** EXERCISE DIRECTIONS **
Reproduce every line of the data below, character for character.

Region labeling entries
## begin
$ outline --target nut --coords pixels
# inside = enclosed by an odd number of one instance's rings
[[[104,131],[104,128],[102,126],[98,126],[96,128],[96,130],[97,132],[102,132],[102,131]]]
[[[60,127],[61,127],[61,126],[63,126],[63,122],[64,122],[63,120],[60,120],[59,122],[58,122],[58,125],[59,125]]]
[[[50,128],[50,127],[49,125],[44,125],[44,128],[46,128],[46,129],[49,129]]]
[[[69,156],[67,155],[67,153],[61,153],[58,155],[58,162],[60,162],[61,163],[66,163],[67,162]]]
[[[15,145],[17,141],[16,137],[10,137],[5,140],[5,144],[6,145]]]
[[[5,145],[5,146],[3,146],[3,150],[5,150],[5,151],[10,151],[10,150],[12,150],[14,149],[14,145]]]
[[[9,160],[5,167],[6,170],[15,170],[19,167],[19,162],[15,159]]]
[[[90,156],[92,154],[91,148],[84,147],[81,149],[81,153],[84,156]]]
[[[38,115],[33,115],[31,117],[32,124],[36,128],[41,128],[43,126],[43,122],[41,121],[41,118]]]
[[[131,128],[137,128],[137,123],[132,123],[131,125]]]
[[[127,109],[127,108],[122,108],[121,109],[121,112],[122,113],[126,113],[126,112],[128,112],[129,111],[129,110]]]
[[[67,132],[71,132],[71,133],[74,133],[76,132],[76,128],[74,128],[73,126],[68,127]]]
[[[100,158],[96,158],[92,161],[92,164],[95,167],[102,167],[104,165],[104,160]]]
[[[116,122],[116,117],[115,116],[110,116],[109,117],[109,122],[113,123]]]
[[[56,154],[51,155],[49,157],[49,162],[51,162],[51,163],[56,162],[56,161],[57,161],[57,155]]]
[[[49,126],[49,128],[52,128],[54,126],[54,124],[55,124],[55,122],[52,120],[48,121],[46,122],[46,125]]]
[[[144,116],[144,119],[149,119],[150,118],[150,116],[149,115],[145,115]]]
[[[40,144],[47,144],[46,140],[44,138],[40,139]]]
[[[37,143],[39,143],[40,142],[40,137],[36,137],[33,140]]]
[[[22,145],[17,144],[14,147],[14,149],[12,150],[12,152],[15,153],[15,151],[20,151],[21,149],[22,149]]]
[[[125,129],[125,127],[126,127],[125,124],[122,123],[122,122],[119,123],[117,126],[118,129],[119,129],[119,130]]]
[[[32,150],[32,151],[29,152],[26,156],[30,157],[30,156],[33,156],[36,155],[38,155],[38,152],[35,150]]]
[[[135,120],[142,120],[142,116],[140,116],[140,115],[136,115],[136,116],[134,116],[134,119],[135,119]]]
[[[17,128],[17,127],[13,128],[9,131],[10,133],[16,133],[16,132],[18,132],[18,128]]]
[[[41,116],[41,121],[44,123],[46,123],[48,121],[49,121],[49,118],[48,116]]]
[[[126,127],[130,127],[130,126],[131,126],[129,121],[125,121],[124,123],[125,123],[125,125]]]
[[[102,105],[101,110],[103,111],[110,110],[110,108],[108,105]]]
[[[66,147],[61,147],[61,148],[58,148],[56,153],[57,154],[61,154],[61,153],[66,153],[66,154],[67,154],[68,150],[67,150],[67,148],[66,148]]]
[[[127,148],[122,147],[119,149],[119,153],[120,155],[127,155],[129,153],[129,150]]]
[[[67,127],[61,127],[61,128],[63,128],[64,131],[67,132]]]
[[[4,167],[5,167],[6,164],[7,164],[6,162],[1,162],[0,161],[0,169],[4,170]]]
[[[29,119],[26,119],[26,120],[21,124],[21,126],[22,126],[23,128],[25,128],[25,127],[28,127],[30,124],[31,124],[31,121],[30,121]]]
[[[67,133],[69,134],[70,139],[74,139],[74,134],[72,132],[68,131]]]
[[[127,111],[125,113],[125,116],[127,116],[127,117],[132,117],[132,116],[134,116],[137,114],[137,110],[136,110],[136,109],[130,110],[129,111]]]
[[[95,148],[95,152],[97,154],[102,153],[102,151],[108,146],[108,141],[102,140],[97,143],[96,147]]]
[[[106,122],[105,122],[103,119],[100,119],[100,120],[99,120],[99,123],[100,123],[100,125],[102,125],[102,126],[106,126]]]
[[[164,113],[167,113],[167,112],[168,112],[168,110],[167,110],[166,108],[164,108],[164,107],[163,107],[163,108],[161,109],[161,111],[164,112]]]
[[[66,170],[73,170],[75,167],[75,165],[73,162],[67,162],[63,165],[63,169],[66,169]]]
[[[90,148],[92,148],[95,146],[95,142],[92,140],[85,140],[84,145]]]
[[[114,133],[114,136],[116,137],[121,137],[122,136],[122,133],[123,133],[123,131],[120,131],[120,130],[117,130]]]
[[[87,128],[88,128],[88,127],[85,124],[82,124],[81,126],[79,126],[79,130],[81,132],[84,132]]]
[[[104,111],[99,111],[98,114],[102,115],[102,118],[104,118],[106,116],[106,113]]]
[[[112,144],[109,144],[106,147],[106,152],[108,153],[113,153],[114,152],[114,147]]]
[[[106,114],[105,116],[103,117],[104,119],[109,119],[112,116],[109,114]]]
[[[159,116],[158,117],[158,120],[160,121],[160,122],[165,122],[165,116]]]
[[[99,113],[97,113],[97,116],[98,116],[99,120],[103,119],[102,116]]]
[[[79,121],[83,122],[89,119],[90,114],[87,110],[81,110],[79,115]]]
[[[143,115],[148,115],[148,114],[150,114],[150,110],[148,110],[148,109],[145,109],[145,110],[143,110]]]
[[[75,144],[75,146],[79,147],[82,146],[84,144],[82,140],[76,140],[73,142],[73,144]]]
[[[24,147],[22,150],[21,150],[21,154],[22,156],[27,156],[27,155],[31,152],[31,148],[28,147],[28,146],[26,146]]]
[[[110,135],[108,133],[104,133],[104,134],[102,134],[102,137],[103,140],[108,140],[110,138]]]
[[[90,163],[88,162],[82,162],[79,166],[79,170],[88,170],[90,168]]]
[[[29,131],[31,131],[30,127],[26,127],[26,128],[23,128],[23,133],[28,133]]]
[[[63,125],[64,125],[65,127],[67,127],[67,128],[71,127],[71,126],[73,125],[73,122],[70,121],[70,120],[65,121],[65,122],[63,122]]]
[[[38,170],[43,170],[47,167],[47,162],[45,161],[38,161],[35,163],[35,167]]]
## end
** FULL OUTPUT **
$ outline --target nut --coords pixels
# inside = enclosed by an odd number of one instance's rings
[[[104,131],[104,128],[102,126],[98,126],[96,128],[96,130],[97,132],[102,132],[102,131]]]
[[[60,127],[61,127],[61,126],[63,126],[63,122],[64,122],[63,120],[60,120],[59,122],[58,122],[58,125],[59,125]]]
[[[50,128],[50,127],[49,125],[44,125],[44,128],[46,128],[46,129],[49,129]]]
[[[69,156],[67,155],[67,153],[61,153],[58,155],[58,162],[60,162],[61,163],[66,163],[67,162]]]
[[[15,145],[17,141],[16,137],[10,137],[5,140],[5,144],[6,145]]]
[[[5,145],[5,146],[3,146],[3,150],[5,150],[5,151],[10,151],[10,150],[12,150],[14,149],[14,145]]]
[[[9,160],[5,167],[6,170],[15,170],[19,167],[19,162],[15,159]]]
[[[90,156],[92,154],[91,148],[84,147],[81,149],[81,153],[84,156]]]
[[[38,115],[33,115],[31,117],[32,124],[36,128],[41,128],[43,126],[43,122],[41,121],[41,118]]]
[[[131,128],[137,128],[137,123],[132,123],[131,125]]]
[[[127,109],[127,108],[122,108],[121,109],[121,112],[122,113],[126,113],[126,112],[128,112],[129,111],[129,110]]]
[[[67,132],[71,132],[71,133],[74,133],[76,132],[76,128],[74,128],[73,126],[68,127]]]
[[[100,158],[96,158],[92,161],[92,164],[95,167],[102,167],[104,165],[104,160]]]
[[[116,122],[116,117],[115,116],[110,116],[109,117],[109,122],[113,123]]]
[[[56,154],[51,155],[49,157],[49,162],[51,162],[51,163],[56,162],[56,161],[57,161],[57,155]]]
[[[49,126],[49,128],[52,128],[54,126],[54,124],[55,124],[55,122],[52,120],[48,121],[46,122],[46,125]]]
[[[144,116],[144,119],[149,119],[150,118],[150,116],[149,115],[145,115]]]
[[[40,144],[47,144],[46,140],[44,138],[40,139]]]
[[[37,143],[39,143],[40,142],[40,137],[36,137],[33,140]]]
[[[22,145],[17,144],[14,147],[14,149],[12,150],[12,152],[15,153],[15,151],[20,151],[21,149],[22,149]]]
[[[125,129],[125,127],[126,127],[125,124],[122,123],[122,122],[119,123],[117,126],[118,129],[119,129],[119,130]]]
[[[32,150],[32,151],[29,152],[26,156],[30,157],[30,156],[33,156],[36,155],[38,155],[38,152],[35,150]]]
[[[135,120],[142,120],[142,116],[140,116],[140,115],[136,115],[136,116],[134,116],[134,119],[135,119]]]
[[[17,128],[17,127],[13,128],[9,131],[10,133],[16,133],[16,132],[18,132],[18,128]]]
[[[41,116],[41,121],[44,123],[46,123],[48,121],[49,121],[49,118],[48,116]]]
[[[126,127],[130,127],[130,126],[131,126],[129,121],[125,121],[124,123],[125,123],[125,125]]]
[[[102,105],[101,110],[103,111],[110,110],[110,108],[108,105]]]
[[[66,147],[61,147],[61,148],[58,148],[56,153],[57,154],[61,154],[61,153],[66,153],[66,154],[67,154],[68,150],[67,150],[67,148],[66,148]]]
[[[127,148],[122,147],[119,149],[119,153],[120,155],[127,155],[129,153],[129,150]]]
[[[67,127],[61,127],[61,128],[63,128],[64,131],[67,132]]]
[[[4,167],[5,167],[6,164],[7,164],[6,162],[1,162],[0,161],[0,169],[4,170]]]
[[[29,119],[26,119],[26,120],[21,124],[21,126],[22,126],[23,128],[25,128],[25,127],[28,127],[30,124],[31,124],[31,121],[30,121]]]
[[[67,133],[69,134],[70,139],[74,139],[74,134],[72,132],[68,131]]]
[[[127,111],[125,113],[125,116],[127,116],[127,117],[132,117],[132,116],[134,116],[137,114],[137,110],[136,110],[136,109],[130,110],[129,111]]]
[[[95,148],[95,152],[97,154],[102,153],[102,151],[108,146],[108,141],[102,140],[97,143],[96,147]]]
[[[106,122],[105,122],[103,119],[100,119],[100,120],[99,120],[99,123],[100,123],[100,125],[102,125],[102,126],[106,126]]]
[[[164,113],[167,113],[167,112],[168,112],[168,110],[167,110],[166,108],[164,108],[164,107],[163,107],[163,108],[161,109],[161,111],[164,112]]]
[[[66,170],[73,170],[75,167],[75,165],[73,162],[67,162],[63,165],[63,169],[66,169]]]
[[[90,148],[92,148],[95,146],[95,142],[92,140],[85,140],[84,145]]]
[[[114,133],[114,136],[116,137],[121,137],[122,136],[122,133],[123,133],[123,131],[120,131],[120,130],[117,130]]]
[[[87,128],[88,128],[88,127],[85,124],[82,124],[81,126],[79,126],[79,130],[81,132],[84,132]]]
[[[104,111],[99,111],[98,114],[102,115],[102,118],[104,118],[106,116],[106,113]]]
[[[112,144],[109,144],[106,147],[106,152],[108,153],[113,153],[114,152],[114,147]]]
[[[106,114],[105,116],[103,117],[104,119],[109,119],[112,116],[109,114]]]
[[[159,116],[158,117],[158,120],[160,121],[160,122],[165,122],[165,116]]]
[[[99,113],[97,113],[97,116],[98,116],[99,120],[103,119],[102,116]]]
[[[79,121],[83,122],[89,119],[90,114],[87,110],[81,110],[79,115]]]
[[[143,115],[148,115],[148,114],[150,114],[150,110],[148,110],[148,109],[145,109],[145,110],[143,110]]]
[[[75,144],[75,146],[79,147],[82,146],[84,144],[82,140],[76,140],[73,142],[73,144]]]
[[[24,147],[22,150],[21,150],[21,154],[22,156],[27,156],[27,155],[31,152],[31,148],[28,147],[28,146],[26,146]]]
[[[110,135],[108,133],[104,133],[104,134],[102,134],[102,137],[103,140],[108,140],[110,138]]]
[[[90,163],[88,162],[82,162],[79,166],[79,170],[88,170],[90,168]]]
[[[29,131],[31,131],[30,127],[26,127],[26,128],[23,128],[23,133],[28,133]]]
[[[63,125],[64,125],[65,127],[67,127],[67,128],[71,127],[71,126],[73,125],[73,122],[70,121],[70,120],[65,121],[65,122],[63,122]]]
[[[38,170],[43,170],[47,167],[47,162],[45,161],[38,161],[35,163],[35,167]]]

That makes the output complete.